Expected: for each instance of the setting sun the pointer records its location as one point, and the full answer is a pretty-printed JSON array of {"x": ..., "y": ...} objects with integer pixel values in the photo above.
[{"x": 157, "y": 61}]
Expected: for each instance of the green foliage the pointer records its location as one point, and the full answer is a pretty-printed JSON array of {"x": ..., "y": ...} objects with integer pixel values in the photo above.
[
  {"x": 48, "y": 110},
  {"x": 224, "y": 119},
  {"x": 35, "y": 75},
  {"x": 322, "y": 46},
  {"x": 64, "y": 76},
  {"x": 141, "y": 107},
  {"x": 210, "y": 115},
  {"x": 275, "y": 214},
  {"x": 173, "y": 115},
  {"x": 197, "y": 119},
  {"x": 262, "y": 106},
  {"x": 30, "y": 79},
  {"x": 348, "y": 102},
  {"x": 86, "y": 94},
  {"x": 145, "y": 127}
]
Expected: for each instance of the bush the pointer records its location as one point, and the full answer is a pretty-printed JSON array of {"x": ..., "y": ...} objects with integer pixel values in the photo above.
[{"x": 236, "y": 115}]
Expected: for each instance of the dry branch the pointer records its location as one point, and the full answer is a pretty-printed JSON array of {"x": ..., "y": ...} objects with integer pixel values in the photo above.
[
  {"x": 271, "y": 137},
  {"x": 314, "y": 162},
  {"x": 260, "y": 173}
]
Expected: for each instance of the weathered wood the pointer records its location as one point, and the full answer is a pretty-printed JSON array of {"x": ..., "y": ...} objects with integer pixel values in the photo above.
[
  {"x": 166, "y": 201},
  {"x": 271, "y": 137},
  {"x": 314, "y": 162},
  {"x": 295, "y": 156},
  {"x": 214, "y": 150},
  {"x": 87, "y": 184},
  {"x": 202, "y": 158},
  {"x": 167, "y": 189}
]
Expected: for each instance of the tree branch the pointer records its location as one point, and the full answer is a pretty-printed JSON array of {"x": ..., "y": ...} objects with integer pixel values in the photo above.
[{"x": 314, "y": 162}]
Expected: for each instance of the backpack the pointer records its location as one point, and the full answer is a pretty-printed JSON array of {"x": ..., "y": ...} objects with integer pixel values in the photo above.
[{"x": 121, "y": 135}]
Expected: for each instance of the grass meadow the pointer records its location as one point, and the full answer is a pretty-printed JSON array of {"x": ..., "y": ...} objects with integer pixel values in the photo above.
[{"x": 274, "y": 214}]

***

**EXERCISE DETAILS:**
Reproduce all of the records above word for word, line by line, in their original order.

**RESPONSE FOR THIS EXERCISE:**
Expected: for each instance of the setting sun the pointer records its location as one point, and the full answer is a pretty-printed JSON array of {"x": ..., "y": ...} objects with integer pixel values in the photo above.
[{"x": 157, "y": 61}]
Expected: for each instance of the green foliage the pointer records its location as one point, and the full answer is a pretty-printed JSON array of {"x": ..., "y": ...} objects with integer pixel values in the photo above.
[
  {"x": 48, "y": 110},
  {"x": 224, "y": 119},
  {"x": 35, "y": 75},
  {"x": 322, "y": 46},
  {"x": 64, "y": 76},
  {"x": 141, "y": 107},
  {"x": 210, "y": 115},
  {"x": 275, "y": 214},
  {"x": 173, "y": 115},
  {"x": 197, "y": 119},
  {"x": 262, "y": 106},
  {"x": 30, "y": 79},
  {"x": 348, "y": 102},
  {"x": 86, "y": 94},
  {"x": 145, "y": 127}
]
Expected: for each instance of the bush the pointer records its location as one point, and the full answer is a pretty-printed JSON array of {"x": ..., "y": ...} objects with integer pixel values in the photo above.
[{"x": 236, "y": 115}]
Expected: for each instance of the dry branch the pointer records its location as one point, and the full answer is a pretty-printed JSON array of {"x": ..., "y": ...} objects with integer pixel values in the photo above.
[
  {"x": 271, "y": 137},
  {"x": 314, "y": 162},
  {"x": 260, "y": 173}
]
Expected: for each instance of the weathered wood the pointer records its location as one point, and the full answer is a pretty-printed JSON array of {"x": ..., "y": ...} objects with integer pixel values in the photo above.
[
  {"x": 166, "y": 201},
  {"x": 271, "y": 137},
  {"x": 314, "y": 162},
  {"x": 295, "y": 156},
  {"x": 214, "y": 150},
  {"x": 87, "y": 184},
  {"x": 202, "y": 158},
  {"x": 167, "y": 189}
]
Expected: for each instance of the tree branch the pointer records its location as one point, and the full answer is a pretty-printed JSON array of {"x": ..., "y": ...} objects with integer pixel values in the photo above.
[{"x": 314, "y": 162}]
Expected: for each instance of the backpack the pointer records its location as one point, and the full answer is a pretty-printed JSON array of {"x": ..., "y": ...} objects with integer pixel values in the photo above.
[{"x": 121, "y": 135}]
Expected: for each instance of the grass meadow the pointer records its location as one point, and the full answer is a pretty-printed JSON array of {"x": ..., "y": ...} objects with integer pixel values in the photo above.
[{"x": 274, "y": 214}]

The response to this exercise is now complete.